Texto proporcionado –
==============================
Dije entonces a todas las cosas que
están fuera de las puertas de mi carne: «Decidme algo de mi Dios, ya que
vosotras no lo sois; decidme algo de él». Y exclamaron todas con grande voz:
Él nos ha hecho22. Mi pregunta era mi mirada; su respuesta, su belleza.
Entonces me dirigí a mí mismo y me dije: «¿Tú quién eres?», y respondí:
«Un hombre». He aquí, pues, que tengo en mí prestos un cuerpo y un alma;
esta, interior; el otro, exterior. ¿Por cuál de éstos es por donde debí yo
buscar a mi Dios, a quien ya había buscado por los cuerpos desde la tierra
al cielo, hasta donde pude enviar los mensajeros rayos de mis ojos? Mejor,
sin duda, es el elemento interior, porque a él es a quien comunican sus
noticias todos los mensajeros corporales, como a presidente y juez, de las
respuestas del cielo, de la tierra y de todas las cosas que en ellos se
encierran, cuando dicen: «No somos Dios» y «Él nos ha hecho». El hombre
interior es quien ha conocido estas cosas por ministerio del exterior; yo
interior conocí estas cosas; yo, Yo—Alma, por medio del sentido de mi
cuerpo.
==============================
Material suministrado –

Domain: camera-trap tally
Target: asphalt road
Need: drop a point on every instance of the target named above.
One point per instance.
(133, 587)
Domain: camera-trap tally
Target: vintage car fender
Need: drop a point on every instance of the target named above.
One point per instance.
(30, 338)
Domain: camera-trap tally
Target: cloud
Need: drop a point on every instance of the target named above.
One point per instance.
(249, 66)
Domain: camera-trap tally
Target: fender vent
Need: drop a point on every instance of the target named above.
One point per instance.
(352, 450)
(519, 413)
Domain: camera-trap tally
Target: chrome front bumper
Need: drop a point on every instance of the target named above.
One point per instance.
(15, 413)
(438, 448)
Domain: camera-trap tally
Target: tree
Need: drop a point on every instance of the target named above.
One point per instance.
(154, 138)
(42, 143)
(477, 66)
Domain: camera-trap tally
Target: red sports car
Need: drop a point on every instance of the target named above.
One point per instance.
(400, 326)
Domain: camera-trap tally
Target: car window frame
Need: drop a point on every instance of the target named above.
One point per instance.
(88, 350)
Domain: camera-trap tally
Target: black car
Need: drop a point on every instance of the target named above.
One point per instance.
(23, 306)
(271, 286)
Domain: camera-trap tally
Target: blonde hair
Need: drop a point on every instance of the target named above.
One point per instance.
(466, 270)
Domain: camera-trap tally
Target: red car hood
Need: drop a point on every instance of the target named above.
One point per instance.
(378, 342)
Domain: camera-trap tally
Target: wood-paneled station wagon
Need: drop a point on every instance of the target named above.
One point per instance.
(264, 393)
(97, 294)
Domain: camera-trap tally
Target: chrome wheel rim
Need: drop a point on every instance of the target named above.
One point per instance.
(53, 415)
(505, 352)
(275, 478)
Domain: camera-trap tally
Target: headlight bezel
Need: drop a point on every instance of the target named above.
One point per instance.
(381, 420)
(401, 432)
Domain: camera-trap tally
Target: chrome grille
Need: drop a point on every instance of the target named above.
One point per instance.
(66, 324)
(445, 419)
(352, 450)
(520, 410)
==============================
Enunciado A –
Reproduce el fragmento del texto que empieza en "Dije entonces a" y termina en "respuesta, su belleza.".
Enunciado B –
Reescribe de forma más breve el párrafo del texto que comienza con "Dije entonces a todas las cosas", conservando sus datos principales.
Basa tus respuestas únicamente en el texto.

Respuesta correcta A –
Dije entonces a todas las cosas que
están fuera de las puertas de mi carne: «Decidme algo de mi Dios, ya que
vosotras no lo sois; decidme algo de él». Y exclamaron todas con grande voz:
Él nos ha hecho22. Mi pregunta era mi mirada; su respuesta, su belleza.

Respuesta correcta B –
El hablante pide a las cosas que están fuera de su carne que le digan algo de su Dios. Todas responden a gran voz: «Él nos ha hecho». Su pregunta era su mirada, y la respuesta, su belleza. Luego se pregunta quién es y responde que un hombre, con un cuerpo exterior y un alma interior. Se plantea por cuál de los dos debía buscar a Dios, a quien ya había buscado por los cuerpos, desde la tierra hasta el cielo, con los rayos de sus ojos. Concluye que es mejor el elemento interior, porque a él, como presidente y juez, le comunican los mensajeros corporales las respuestas del cielo, de la tierra y de lo que contienen: «No somos Dios» y «Él nos ha hecho». El hombre interior, el alma, conoció estas cosas por medio del sentido del cuerpo.